Selected extract

Hopefully, when the session opens in the Legislative Assembly today, an apology is tabled or issued or expressed by the ordinary MLAs, first to Minister Katrina Nokleby, secondly to the people of the NWT.
Last week’s disruptive attempt to oust Nokleby would have been extraordinary in ordinary times but should have been unthinkable in the midst of a pandemic.
It was especially disappointing after watching these same disgruntled MLAs in a committee meeting Tuesday afternoon with Nokleby and her department, Industry, Tourism and Investment, discussing the real issues plaguing the people outside their walls – the faltering economy with all the bad it is going to bring, a struggling education system, the existing problems of a hugely unemployed and marginalized Indigenous population made worse. You can see the full discussion here.
Thebacha MLA Frieda Martselos gave a succinct analysis of different types of construction contracts, pushing not just for Indigenous involvement but for involvement of Northern business. Kam Lake MLA Caitlin Cleveland asked out of the 87 percent of government contracts awarded to Northern business, how many Northerners were actually given jobs instead of imported southern workers. Frame Lake MLA Kevin O’Reilly spoke on the merits of proposed infrastructure projects, lamenting the length of time – he predicts 11 years total – for the environmental assessment of the proposed Mackenzie Valley Highway. He followed that by urging Minister Nokleby to focus on getting decent internet into the communities and asked her department to do more to help small business.
Deh Cho MLA Ronald Bonnetrouge requested the level of Indigenous employment in the GNWT’s infrastructure department, using his own experience to illustrate the difficulty of Indigenous staff getting promotions, even interviews for senior positions. He questioned the benefits coming to his constituency from the Deh Cho Bridge project. Monfwi MLA Jackson Lafferty delved into the details of the Tlicho Road contracts, asking how his region is benefitting, pointing out vague practices that don’t deliver on promises of jobs and benefits for his constituents. There were many such questions posed by the other ordinary MLAs, all doing their jobs in impressive fashion. Hay River South MLA Rocky Simpson even asked Nokleby how she was going to handle the “Old Boys Club” operating in her department.
Any one of these MLAs is cabinet material but there can only be so many cabinet ministers. The strength of consensus is based upon the abilities, experience and integrity of the MLAs not in cabinet, to defend those of us not in government, the people.
In her answers to changing the contract system, never before have we heard such frank discussion of the ‘Old Boys Club’ in and out of government, with Nokleby talking about people who “game” the system and “the bait and switch of, ‘oh, we’ve got these people’ and then, ‘oh, now we’ve got the contract we’re going to hire these people.'” She committed to instructing her staff to start answering their emails. May seem a small matter but to those people attempting to seek assistance or do business with the government, an unanswered email can be excruciating limbo.

Tasks to carry out
1 – List every MLA the editorial names together with a constituency, giving each constituency.
2 – According to the editorial, how long does Kevin O'Reilly predict the environmental assessment of the proposed Mackenzie Valley Highway will take in total?
3 – Reproduce the editorial between "Any one of these" and "be excruciating limbo.", inclusive, substituting "cooperation" for "consensus".

Stored entries

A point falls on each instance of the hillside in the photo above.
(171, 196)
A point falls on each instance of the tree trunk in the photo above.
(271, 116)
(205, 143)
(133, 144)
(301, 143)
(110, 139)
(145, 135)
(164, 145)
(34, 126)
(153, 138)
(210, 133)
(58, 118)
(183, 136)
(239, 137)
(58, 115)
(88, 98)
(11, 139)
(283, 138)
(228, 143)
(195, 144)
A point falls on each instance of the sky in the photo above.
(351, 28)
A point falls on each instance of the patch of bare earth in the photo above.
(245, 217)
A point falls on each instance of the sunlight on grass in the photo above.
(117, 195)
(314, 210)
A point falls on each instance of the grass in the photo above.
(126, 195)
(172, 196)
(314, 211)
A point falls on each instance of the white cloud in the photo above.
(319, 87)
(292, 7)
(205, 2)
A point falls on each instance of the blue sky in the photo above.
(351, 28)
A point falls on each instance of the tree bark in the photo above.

Expected results
1 –
Frieda Martselos (Thebacha)
Caitlin Cleveland (Kam Lake)
Kevin O'Reilly (Frame Lake)
Ronald Bonnetrouge (Deh Cho)
Jackson Lafferty (Monfwi)
Rocky Simpson (Hay River South)

2 – 11 years

3 –
Any one of these MLAs is cabinet material but there can only be so many cabinet ministers. The strength of cooperation is based upon the abilities, experience and integrity of the MLAs not in cabinet, to defend those of us not in government, the people.
In her answers to changing the contract system, never before have we heard such frank discussion of the ‘Old Boys Club’ in and out of government, with Nokleby talking about people who “game” the system and “the bait and switch of, ‘oh, we’ve got these people’ and then, ‘oh, now we’ve got the contract we’re going to hire these people.'” She committed to instructing her staff to start answering their emails. May seem a small matter but to those people attempting to seek assistance or do business with the government, an unanswered email can be excruciating limbo.